▶ [PROBLEM STATEMENT]: Nothing but the lines from the one containing "# test: pointer returns one pin per instance of the tent" to the end of the data should be returned, exactly as written; pictures are omitted.

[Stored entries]
╭──

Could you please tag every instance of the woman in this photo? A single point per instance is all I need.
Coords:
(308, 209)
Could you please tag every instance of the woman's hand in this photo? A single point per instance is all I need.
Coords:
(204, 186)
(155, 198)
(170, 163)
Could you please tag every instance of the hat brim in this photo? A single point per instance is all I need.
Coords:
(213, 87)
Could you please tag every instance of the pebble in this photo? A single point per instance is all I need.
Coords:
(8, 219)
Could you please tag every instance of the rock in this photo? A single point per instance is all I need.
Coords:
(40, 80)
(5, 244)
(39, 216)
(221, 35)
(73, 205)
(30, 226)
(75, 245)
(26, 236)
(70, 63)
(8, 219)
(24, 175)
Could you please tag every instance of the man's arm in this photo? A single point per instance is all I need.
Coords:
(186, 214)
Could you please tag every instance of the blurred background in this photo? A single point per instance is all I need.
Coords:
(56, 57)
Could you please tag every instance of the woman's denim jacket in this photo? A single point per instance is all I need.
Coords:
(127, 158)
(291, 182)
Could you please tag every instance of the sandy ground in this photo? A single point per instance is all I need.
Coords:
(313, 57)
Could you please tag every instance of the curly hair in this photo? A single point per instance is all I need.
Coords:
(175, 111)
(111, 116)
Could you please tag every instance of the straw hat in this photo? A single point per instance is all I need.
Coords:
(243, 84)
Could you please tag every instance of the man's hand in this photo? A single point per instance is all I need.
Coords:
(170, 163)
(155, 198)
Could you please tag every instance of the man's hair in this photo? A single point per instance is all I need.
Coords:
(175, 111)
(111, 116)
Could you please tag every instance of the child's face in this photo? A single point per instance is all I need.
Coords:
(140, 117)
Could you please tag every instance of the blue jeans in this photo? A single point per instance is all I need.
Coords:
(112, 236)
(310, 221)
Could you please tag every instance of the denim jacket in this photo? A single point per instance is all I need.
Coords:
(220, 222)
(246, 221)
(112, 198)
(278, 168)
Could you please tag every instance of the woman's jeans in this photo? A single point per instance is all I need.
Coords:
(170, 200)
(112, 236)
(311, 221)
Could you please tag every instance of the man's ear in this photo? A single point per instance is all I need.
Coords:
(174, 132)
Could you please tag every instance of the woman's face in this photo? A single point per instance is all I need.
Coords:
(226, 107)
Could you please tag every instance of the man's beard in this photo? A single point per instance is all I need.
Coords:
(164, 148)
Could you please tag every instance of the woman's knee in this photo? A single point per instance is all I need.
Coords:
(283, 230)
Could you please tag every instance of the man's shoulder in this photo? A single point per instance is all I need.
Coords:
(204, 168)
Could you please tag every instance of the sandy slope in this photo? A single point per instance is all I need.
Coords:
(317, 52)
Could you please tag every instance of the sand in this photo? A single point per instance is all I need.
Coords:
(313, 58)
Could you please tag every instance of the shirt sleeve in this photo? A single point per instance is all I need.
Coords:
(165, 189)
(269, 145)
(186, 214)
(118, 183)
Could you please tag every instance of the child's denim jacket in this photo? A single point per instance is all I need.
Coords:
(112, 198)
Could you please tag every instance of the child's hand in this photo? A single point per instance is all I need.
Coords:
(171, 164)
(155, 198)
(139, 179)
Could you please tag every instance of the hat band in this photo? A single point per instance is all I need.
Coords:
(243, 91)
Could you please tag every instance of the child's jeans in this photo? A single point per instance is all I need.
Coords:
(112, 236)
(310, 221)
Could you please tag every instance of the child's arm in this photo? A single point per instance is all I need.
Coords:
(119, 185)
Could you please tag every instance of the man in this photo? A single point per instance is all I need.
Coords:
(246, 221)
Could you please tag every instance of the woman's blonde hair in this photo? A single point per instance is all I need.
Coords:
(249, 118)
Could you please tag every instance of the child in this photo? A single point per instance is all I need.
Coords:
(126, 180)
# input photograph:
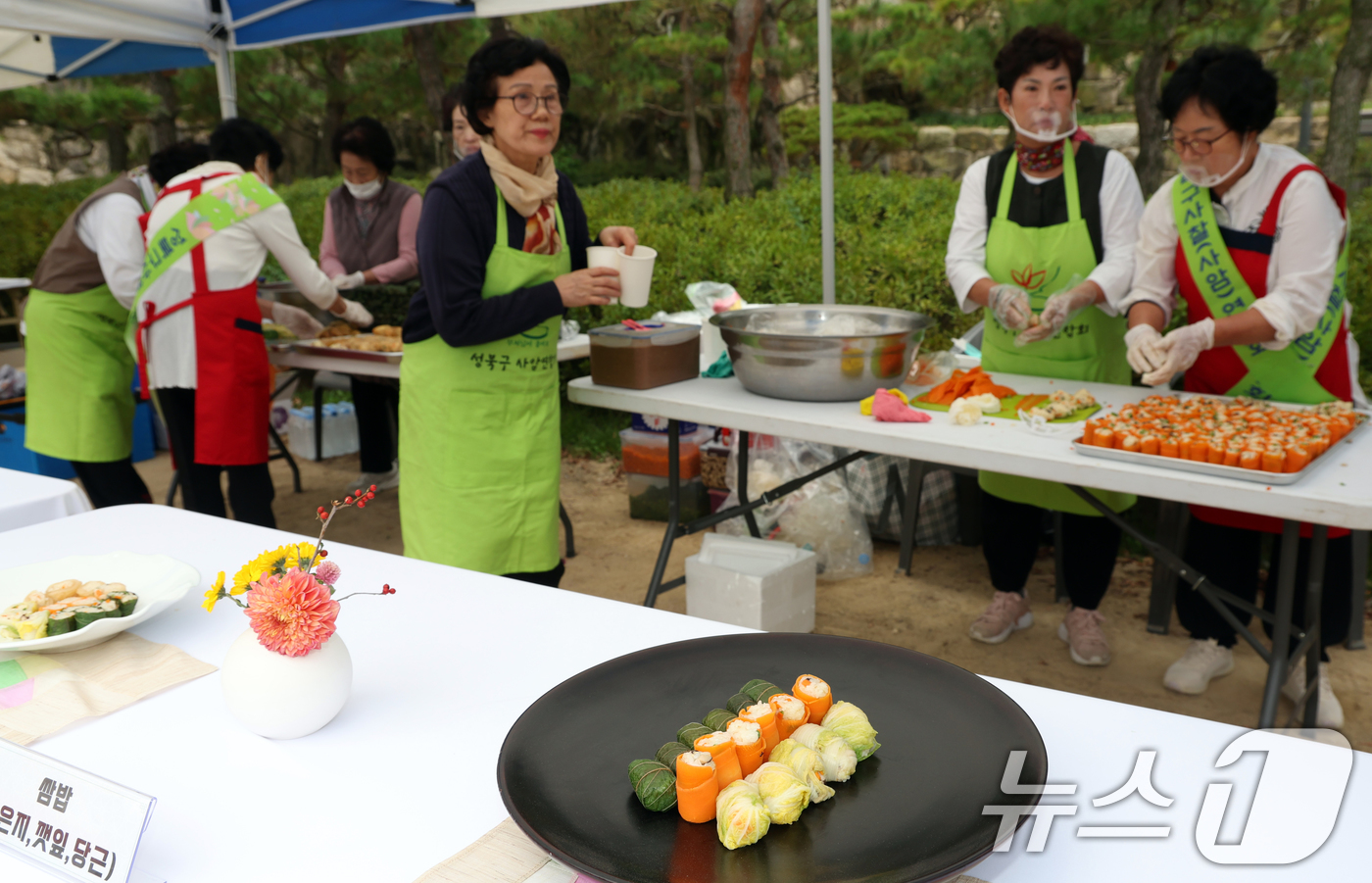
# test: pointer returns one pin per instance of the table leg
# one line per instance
(566, 525)
(1172, 529)
(909, 515)
(1282, 624)
(1059, 561)
(1313, 595)
(743, 484)
(1360, 590)
(674, 492)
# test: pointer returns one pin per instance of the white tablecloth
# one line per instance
(405, 776)
(27, 499)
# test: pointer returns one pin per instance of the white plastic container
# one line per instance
(754, 583)
(339, 431)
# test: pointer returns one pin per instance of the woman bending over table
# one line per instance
(369, 227)
(1046, 229)
(1262, 268)
(503, 254)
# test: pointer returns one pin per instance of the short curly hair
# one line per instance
(1228, 79)
(501, 58)
(1049, 45)
(368, 139)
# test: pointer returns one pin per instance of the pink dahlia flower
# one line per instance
(328, 572)
(292, 613)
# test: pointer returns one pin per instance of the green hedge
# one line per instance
(891, 237)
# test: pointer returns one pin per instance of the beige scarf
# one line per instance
(525, 192)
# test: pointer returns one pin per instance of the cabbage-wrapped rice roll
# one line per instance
(741, 816)
(807, 765)
(839, 757)
(851, 723)
(784, 791)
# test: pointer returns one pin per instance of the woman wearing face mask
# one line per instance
(466, 140)
(369, 227)
(503, 254)
(1043, 241)
(1252, 236)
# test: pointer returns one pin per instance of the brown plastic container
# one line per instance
(662, 353)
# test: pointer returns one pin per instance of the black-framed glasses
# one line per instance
(1200, 147)
(525, 103)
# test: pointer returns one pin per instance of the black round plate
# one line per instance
(911, 811)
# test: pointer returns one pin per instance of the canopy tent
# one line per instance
(48, 40)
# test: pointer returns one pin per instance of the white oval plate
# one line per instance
(158, 580)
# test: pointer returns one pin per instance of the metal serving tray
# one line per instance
(1216, 469)
(313, 347)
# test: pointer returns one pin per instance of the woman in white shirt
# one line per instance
(1252, 237)
(196, 322)
(1043, 243)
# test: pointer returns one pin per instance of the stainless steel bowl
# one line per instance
(820, 354)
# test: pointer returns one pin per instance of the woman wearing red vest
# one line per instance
(1252, 237)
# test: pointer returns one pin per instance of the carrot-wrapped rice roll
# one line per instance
(815, 694)
(720, 748)
(696, 786)
(791, 713)
(765, 718)
(748, 741)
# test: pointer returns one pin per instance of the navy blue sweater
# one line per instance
(456, 237)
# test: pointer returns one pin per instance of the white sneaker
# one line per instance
(1330, 714)
(1202, 662)
(383, 480)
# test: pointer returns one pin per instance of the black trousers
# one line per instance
(1231, 559)
(377, 405)
(250, 487)
(1011, 533)
(114, 483)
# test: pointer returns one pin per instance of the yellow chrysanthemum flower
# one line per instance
(276, 561)
(213, 594)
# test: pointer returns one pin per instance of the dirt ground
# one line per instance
(928, 611)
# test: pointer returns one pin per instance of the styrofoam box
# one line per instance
(755, 583)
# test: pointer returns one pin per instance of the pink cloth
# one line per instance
(405, 267)
(889, 409)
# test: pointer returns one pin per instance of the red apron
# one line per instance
(1220, 368)
(232, 373)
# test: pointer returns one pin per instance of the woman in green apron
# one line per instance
(1043, 243)
(503, 253)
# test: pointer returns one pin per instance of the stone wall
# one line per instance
(33, 155)
(944, 151)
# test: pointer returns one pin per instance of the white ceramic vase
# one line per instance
(283, 697)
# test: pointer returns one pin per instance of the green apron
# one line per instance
(480, 438)
(1090, 347)
(79, 405)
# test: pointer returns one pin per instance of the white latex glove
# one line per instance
(1010, 305)
(1058, 312)
(1146, 351)
(301, 322)
(350, 280)
(356, 315)
(1182, 349)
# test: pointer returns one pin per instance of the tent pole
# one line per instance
(223, 74)
(826, 147)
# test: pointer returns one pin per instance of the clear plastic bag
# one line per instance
(820, 515)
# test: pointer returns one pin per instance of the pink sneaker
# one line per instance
(1086, 639)
(1005, 613)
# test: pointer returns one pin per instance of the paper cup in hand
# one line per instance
(635, 275)
(603, 257)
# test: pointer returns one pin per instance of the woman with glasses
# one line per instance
(1252, 236)
(503, 253)
(1043, 241)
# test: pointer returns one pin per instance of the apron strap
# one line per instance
(1069, 179)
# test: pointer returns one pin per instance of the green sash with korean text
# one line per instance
(1283, 374)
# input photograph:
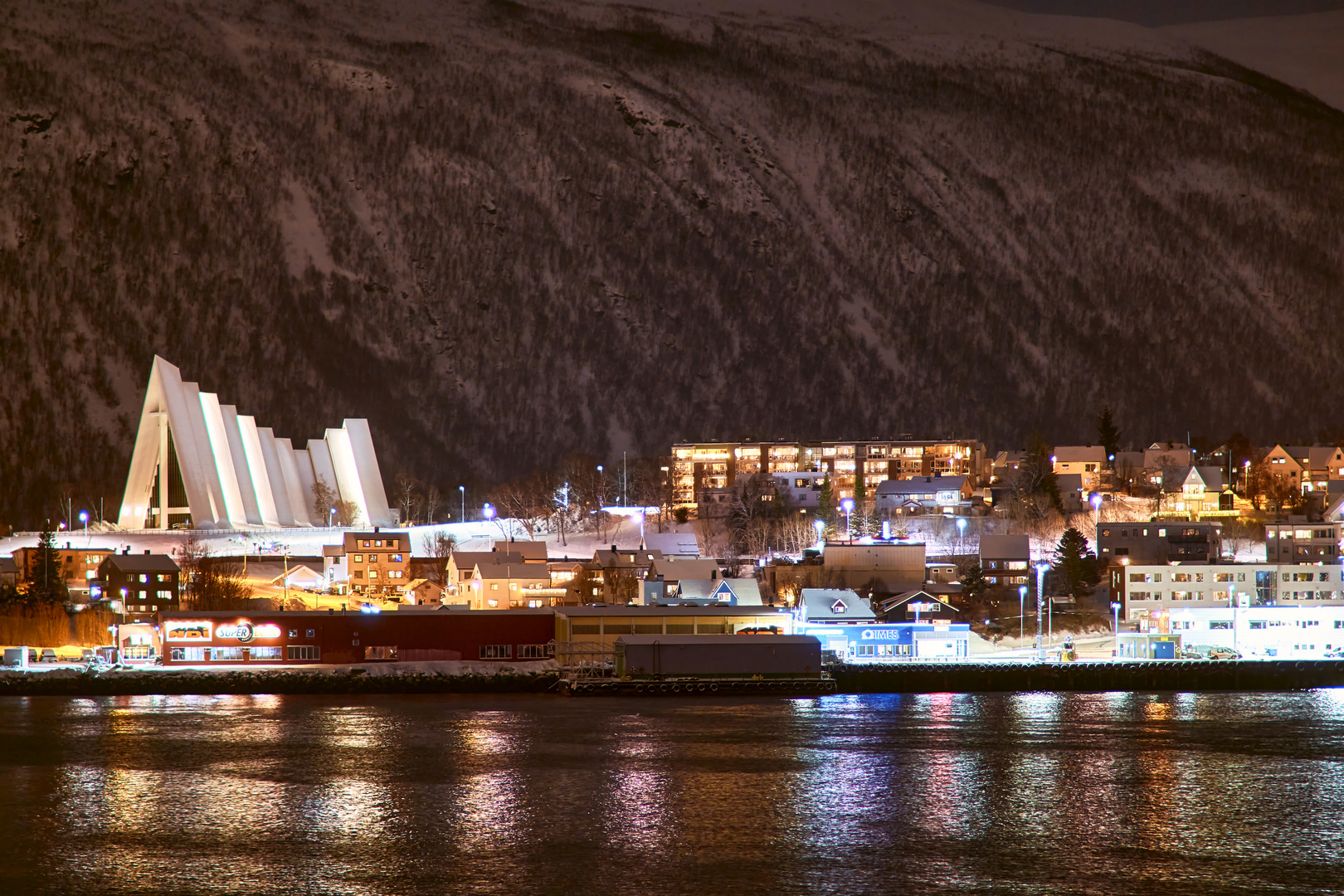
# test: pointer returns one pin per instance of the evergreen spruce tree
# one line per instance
(1075, 564)
(1108, 434)
(973, 583)
(46, 583)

╰──

▶ [WRITTEN REPLY]:
# test: pointer returns one pin per instance of the tent pole
# one line per instance
(223, 74)
(826, 147)
# test: pointer returns one pin per instance of the clear plastic bag
# one line per instance
(820, 515)
# test: pointer returns one pin per instance of the pink sneaker
# one line per instance
(1086, 639)
(1005, 613)
# test: pointer returns one pin per instance of the paper cup in hand
# one line per instance
(635, 275)
(603, 257)
# test: pointer returns one pin per instance of the woman with glasses
# one line per instance
(1252, 236)
(503, 253)
(1043, 241)
# test: pointer returns one pin per instance of the apron strap
# one line per instance
(1069, 179)
# test: pointer returns one pin per instance of the green sash with korean text
# one line per instance
(1283, 374)
# input photograph:
# test: pointer returns one pin per instance of the evergreen spruce tree
# one line per instance
(1075, 564)
(1108, 434)
(973, 583)
(46, 583)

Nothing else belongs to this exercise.